Podur
If
you had the chance to see ‘Traffic’, you know the War on Drugs is a sham.
There’s a good chance you know that its domestic effects are to imprison
thousands and thousands of non-violent offenders who aren’t dangerous, cut them
off from their families and friends, destroy their life chances, destroy social
bonds and devastate their communities, and lock them up in brutal places which
are training grounds for crime. You probably know that the money and arms the US
sends to countries like Colombia to ‘fight’ drugs ends up in the hands of
paramilitaries who use it to produce drugs and kill civilians.
Perhaps you know about Plan Colombia, the violence of which is beginning to take
effect. The Plan that sends $5 billion in military aid to the Colombian
government to fight drugs, which translates to sending the Colombian military
and paramilitaries $5 billion in advanced weapons to fight guerrillas and
progressive social movements. Perhaps you know about the impunity with which
trade unionists and human rights workers, journalists and legal workers are
murdered in places like Barrancabermeja. Maybe you’ve read about the familiar
process: small farmers, or indigenous people, or afro-colombians, on resource
rich lands. Local elites and politicians cut a deal with multinational
corporations to split the resources on the lands– to build an oil well, or a
hydroelectric dam. The only obstacle? The people who live there. So make
refugees of them, and if they resist, murder them.
But
if you’re like me, you probably haven’t had the chance to hear directly from the
social organizations who are resisting this kind of development. You probably
haven’t had a chance to see the courage, intelligence, and resilience with which
they resist and persist in pressing for a negotiated solution to the conflict
between the government and the guerrillas. You probably haven’t had a chance to
see the diversity of the types of organizations, their strength, and their
attempts to construct real alternatives to the destruction being meted out to
them.
The
Canada-Colombia Campaign made it possible for some of us to have that chance. It
brought six activists from six different organizations in Colombia to Toronto,
Montreal, and Ottawa to discuss the situation in Colombia, the connections with
North America, and what genuine solidarity between activists here and there
could mean.
The
mainstream press tells us that North American opposition to the FTAA and
corporate globalization is self-interested and guaranteed to deny the third
world its opportunity. We selfish, greedy north americans don’t want the FTAA
because we don’t want to lose our jobs to the southern countries when companies
relocate there. But as Patricia Buritica, a trade union leader with the Central
Unitaria de Trabajadores said, company relocations from northern countries
causes misery– company relocations to the southern countries cause deaths. It
is to please those same companies that paramilitaries have created a refugee
population of around 2 million in Colombia. To please those companies,
paramilitaries and the army make Colombia one of the most lethal places in the
world for trade unionists– 50% of all trade unionists who are killed, are
killed in Colombia. In other words, the less mobile corporations are, the
better– for everyone.

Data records
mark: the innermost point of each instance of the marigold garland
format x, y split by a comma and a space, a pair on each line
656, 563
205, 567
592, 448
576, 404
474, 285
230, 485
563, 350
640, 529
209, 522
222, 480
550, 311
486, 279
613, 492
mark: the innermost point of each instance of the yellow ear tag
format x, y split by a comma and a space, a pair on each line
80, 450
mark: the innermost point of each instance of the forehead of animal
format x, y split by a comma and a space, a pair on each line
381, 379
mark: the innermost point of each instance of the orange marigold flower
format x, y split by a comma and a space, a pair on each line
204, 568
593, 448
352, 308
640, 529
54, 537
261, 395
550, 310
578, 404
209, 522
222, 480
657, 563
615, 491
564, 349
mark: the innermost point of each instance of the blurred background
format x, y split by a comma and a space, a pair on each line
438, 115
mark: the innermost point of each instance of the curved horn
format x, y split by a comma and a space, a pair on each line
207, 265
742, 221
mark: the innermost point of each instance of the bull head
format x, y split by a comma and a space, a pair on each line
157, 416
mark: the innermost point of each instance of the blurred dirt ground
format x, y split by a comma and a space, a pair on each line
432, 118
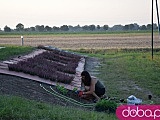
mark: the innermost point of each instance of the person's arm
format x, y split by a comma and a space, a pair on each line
91, 88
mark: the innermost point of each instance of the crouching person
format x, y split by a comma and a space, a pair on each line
93, 88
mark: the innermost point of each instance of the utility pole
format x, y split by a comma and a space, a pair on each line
152, 29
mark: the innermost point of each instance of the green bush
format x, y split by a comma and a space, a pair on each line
106, 106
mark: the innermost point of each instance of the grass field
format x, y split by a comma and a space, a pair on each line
87, 41
123, 71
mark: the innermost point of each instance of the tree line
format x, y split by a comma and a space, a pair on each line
41, 28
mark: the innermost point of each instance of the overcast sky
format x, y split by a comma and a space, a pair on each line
73, 12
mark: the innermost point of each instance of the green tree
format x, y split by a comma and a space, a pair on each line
92, 27
19, 27
47, 28
7, 29
98, 27
105, 27
64, 28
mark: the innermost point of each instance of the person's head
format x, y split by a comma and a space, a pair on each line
86, 78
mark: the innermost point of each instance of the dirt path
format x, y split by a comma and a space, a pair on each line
88, 41
29, 89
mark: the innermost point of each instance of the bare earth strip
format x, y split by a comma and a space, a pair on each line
95, 41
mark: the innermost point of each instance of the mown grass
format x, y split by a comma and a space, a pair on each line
10, 51
15, 108
129, 72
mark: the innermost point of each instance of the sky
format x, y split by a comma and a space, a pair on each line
75, 12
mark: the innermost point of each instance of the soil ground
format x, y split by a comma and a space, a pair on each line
29, 89
87, 41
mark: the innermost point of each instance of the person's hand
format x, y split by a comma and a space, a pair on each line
80, 93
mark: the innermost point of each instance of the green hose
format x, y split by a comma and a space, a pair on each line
71, 98
68, 99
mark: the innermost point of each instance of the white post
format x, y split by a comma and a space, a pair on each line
22, 40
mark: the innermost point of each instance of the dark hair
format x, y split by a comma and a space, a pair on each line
87, 80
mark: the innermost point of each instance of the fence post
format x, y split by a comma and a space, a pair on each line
22, 40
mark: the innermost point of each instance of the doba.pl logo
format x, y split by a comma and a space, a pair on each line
138, 112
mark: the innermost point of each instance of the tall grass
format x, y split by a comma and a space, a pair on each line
10, 51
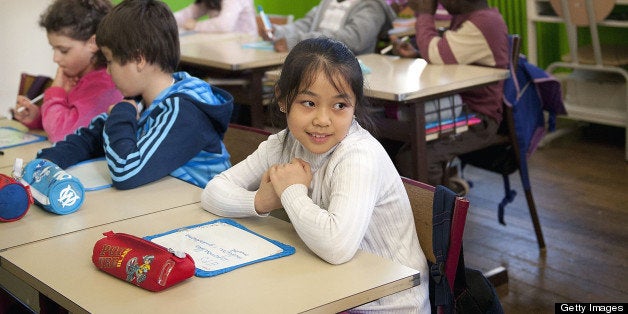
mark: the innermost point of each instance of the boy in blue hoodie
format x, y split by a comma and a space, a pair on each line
168, 124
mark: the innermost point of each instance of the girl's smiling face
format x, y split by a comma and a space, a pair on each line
75, 57
322, 113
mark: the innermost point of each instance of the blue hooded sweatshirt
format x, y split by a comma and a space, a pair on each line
179, 134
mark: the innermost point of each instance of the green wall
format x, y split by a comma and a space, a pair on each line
297, 8
552, 38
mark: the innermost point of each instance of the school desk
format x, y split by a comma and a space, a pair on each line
411, 82
227, 56
26, 151
62, 269
99, 207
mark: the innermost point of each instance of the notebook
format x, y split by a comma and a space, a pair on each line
221, 245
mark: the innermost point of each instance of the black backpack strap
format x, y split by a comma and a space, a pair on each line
444, 202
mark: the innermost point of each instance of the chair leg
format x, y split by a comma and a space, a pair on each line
535, 219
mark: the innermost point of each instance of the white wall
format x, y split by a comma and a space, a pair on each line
23, 46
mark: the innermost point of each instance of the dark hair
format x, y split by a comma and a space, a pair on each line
211, 4
335, 60
77, 19
141, 28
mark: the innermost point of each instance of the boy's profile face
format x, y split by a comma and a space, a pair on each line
124, 76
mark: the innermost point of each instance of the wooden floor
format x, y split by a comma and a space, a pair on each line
580, 185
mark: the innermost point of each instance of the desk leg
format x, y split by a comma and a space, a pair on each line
256, 97
417, 142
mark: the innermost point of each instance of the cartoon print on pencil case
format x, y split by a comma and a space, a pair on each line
139, 272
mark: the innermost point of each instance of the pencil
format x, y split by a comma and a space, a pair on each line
34, 100
389, 47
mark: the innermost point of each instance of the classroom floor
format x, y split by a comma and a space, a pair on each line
579, 184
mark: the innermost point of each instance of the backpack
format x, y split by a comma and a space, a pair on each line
471, 292
536, 100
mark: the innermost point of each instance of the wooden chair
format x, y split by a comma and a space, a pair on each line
421, 197
513, 155
241, 141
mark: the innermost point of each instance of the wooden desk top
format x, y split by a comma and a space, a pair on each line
225, 51
26, 152
61, 267
402, 79
100, 207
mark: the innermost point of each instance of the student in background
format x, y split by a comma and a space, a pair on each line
478, 35
333, 178
357, 23
170, 124
81, 88
224, 16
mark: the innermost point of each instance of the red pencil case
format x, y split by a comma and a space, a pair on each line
141, 262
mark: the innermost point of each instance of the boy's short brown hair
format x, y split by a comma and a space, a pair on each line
141, 28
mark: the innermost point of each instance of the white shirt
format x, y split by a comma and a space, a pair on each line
235, 16
356, 201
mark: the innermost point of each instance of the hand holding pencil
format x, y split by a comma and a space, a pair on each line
26, 109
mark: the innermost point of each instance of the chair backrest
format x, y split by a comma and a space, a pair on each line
421, 197
584, 13
241, 141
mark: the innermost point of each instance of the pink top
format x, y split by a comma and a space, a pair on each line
235, 16
479, 38
62, 113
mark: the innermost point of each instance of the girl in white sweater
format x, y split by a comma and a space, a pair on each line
335, 181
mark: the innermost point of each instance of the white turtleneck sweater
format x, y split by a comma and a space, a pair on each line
356, 201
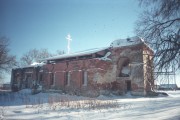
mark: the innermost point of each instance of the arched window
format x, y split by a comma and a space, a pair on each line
125, 69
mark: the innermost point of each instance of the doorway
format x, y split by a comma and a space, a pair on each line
128, 83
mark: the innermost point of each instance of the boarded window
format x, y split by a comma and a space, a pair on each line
84, 78
51, 78
41, 77
67, 78
125, 70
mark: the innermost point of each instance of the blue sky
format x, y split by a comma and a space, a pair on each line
45, 23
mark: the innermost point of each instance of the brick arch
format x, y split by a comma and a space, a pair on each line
122, 61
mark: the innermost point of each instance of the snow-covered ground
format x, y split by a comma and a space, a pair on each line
23, 105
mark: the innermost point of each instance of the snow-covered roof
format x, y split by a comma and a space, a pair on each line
127, 42
117, 43
76, 54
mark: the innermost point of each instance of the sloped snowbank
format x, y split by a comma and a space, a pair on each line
61, 106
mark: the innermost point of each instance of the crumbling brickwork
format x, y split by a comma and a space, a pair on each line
113, 69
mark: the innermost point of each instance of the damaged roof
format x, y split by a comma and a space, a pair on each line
117, 43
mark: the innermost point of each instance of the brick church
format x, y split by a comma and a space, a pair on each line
124, 66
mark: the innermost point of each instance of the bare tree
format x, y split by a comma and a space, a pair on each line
35, 55
159, 24
7, 61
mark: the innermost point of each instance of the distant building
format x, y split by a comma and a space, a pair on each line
168, 87
126, 65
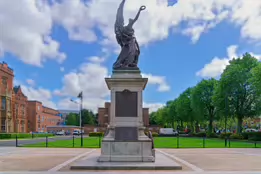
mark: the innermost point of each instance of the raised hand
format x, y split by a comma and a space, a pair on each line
142, 8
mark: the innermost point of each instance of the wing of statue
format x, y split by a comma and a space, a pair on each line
119, 23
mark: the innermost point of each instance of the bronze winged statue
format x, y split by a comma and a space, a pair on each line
130, 50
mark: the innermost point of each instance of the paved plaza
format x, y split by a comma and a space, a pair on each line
194, 161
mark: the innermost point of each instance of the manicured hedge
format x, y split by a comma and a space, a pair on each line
154, 134
96, 134
236, 136
22, 135
254, 136
225, 135
212, 135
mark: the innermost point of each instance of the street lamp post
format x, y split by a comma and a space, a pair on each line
80, 115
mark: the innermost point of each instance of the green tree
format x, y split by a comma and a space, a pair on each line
72, 119
88, 117
184, 109
152, 119
202, 103
236, 95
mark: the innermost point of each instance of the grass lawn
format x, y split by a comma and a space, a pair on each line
160, 142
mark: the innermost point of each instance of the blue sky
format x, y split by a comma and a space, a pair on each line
66, 47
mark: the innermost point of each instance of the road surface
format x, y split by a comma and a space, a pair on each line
21, 142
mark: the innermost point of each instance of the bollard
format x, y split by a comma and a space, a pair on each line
73, 140
16, 141
177, 141
46, 142
99, 141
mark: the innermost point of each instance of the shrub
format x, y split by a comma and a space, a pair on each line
200, 134
182, 132
254, 136
225, 135
23, 135
5, 136
96, 134
212, 135
236, 136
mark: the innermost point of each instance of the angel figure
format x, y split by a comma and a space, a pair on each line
130, 50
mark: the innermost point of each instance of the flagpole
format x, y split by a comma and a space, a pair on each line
81, 120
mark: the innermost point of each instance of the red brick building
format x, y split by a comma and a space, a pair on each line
6, 89
19, 106
104, 115
41, 117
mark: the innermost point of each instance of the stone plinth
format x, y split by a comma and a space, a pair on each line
162, 162
126, 140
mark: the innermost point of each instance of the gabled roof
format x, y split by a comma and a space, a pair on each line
17, 88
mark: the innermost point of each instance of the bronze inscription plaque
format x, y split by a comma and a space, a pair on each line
126, 104
126, 133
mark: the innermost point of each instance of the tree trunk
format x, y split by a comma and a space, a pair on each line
239, 124
210, 126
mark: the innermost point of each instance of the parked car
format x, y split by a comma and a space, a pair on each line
60, 133
251, 130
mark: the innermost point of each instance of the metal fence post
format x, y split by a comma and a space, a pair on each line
46, 142
73, 140
99, 141
177, 141
16, 141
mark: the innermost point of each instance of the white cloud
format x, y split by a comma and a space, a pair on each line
217, 65
153, 107
196, 17
89, 78
25, 32
158, 80
30, 82
62, 69
96, 59
39, 94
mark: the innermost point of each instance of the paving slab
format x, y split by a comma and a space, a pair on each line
220, 159
162, 162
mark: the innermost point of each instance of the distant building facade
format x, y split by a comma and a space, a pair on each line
6, 89
19, 108
41, 117
104, 115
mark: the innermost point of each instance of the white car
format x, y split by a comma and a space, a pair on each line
60, 133
251, 130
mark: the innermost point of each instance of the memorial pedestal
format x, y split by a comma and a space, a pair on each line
126, 140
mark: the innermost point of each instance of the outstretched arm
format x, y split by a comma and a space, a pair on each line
138, 14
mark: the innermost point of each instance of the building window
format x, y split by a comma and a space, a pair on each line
3, 125
3, 103
4, 81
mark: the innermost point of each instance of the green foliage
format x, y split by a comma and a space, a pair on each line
236, 136
212, 135
154, 134
96, 134
88, 118
72, 119
22, 135
254, 136
200, 134
202, 103
225, 135
235, 94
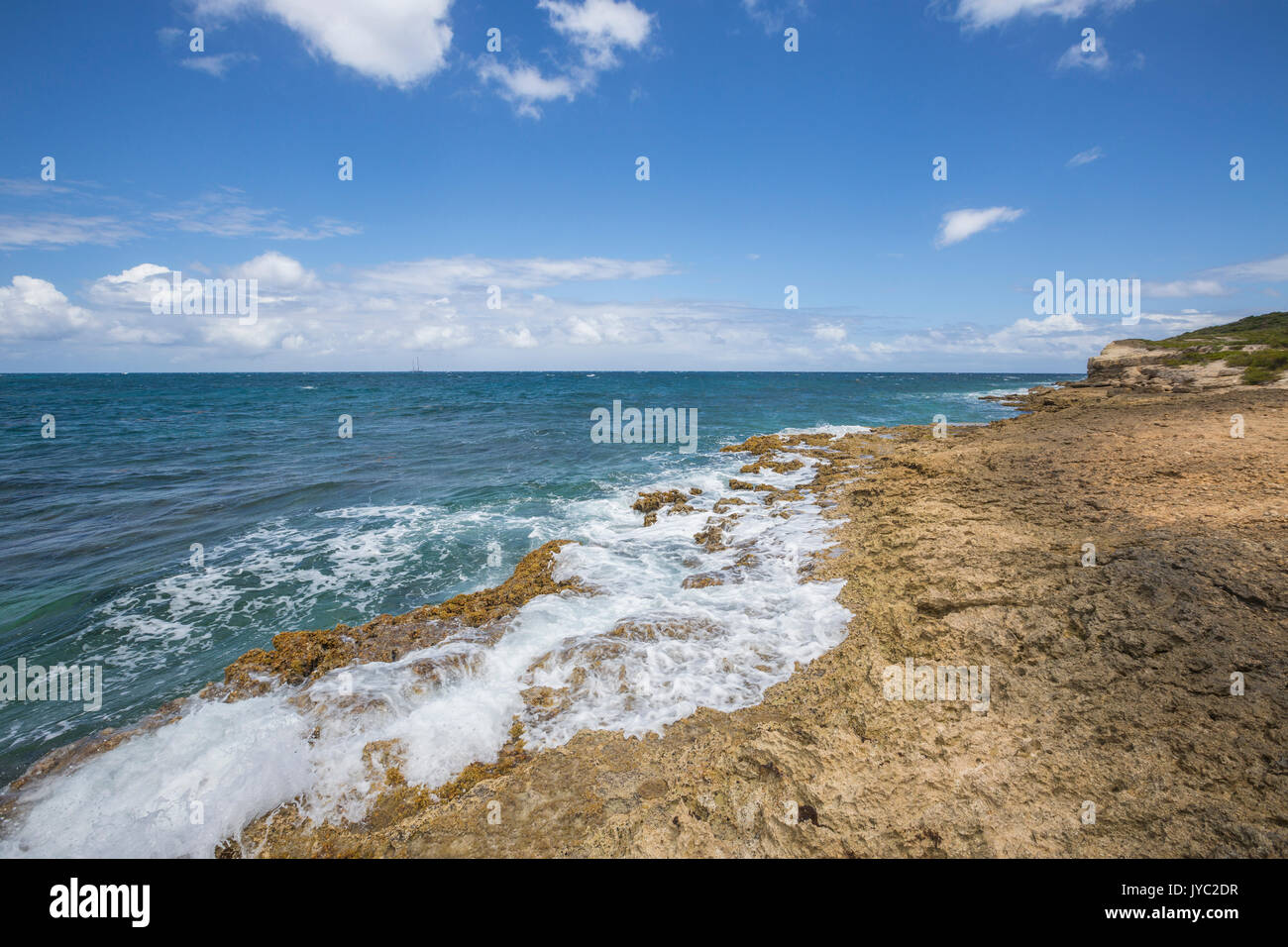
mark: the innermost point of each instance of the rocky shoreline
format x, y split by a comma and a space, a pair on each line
1112, 556
1111, 684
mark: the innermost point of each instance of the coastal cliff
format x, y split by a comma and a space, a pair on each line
1116, 558
1252, 351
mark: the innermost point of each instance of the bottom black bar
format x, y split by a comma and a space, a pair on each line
932, 896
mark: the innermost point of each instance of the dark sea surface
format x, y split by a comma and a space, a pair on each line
446, 482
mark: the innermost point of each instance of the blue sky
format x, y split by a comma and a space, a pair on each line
518, 169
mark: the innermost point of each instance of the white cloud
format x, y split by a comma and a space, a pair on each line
596, 30
828, 331
62, 230
1179, 289
33, 308
1085, 158
275, 270
1275, 269
456, 273
1074, 58
599, 26
524, 86
774, 14
516, 338
226, 213
214, 64
394, 42
957, 226
984, 13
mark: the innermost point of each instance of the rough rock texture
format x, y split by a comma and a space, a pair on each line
1136, 364
1252, 351
1111, 684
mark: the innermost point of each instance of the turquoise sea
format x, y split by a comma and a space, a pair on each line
174, 522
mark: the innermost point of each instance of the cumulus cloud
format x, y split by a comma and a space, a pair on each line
398, 43
516, 338
773, 14
33, 308
595, 29
979, 14
957, 226
277, 270
62, 230
828, 331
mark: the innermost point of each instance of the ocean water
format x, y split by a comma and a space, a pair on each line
446, 482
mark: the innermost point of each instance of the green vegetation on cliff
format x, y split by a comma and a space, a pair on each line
1258, 344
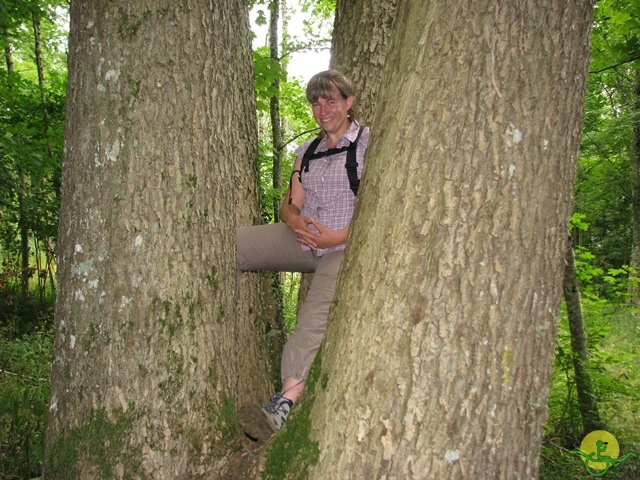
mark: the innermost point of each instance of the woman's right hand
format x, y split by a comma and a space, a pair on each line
301, 226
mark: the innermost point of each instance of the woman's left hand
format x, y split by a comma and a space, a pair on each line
323, 238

PROBLEMS TO WORK ON:
a) In the article on Colombia, which group brought six activists from Colombia to Toronto, Montreal, and Ottawa?
b) Carry on with the article on Colombia and the War on Drugs, picking up right after its final sentence.
The records were drawn from a separate source, not from the article.

REPLIES:
a) The Canada-Colombia Campaign.

b)
Maria
del Pilar Cordoba, a feminist and peace activist with the Ruta Pacifica de
Mujeres (Women’s Path for Peace), asked North Americans who want to build
solidarity with Colombia to leave their fear behind. "Everyone I’ve talked to
here, when I tell them what I do in Colombia, says ‘oh how frightening’. I would
rather they not be so frightened. I would rather they turn that fear into
something else. We all live with the fear of death, and we have to keep working,
and we want you to do the same." Dora Guzman, a leader of the Popular Feminist
Front, (Organizacion Feminina Popular), extended the discussion of fear further:
"There is not one of us who doesn’t face several threats a day on our lives from
the paramilitaries. What we’ve done is to collect all these fears into one big
fear, and then get rid of that, so we can continue with our work."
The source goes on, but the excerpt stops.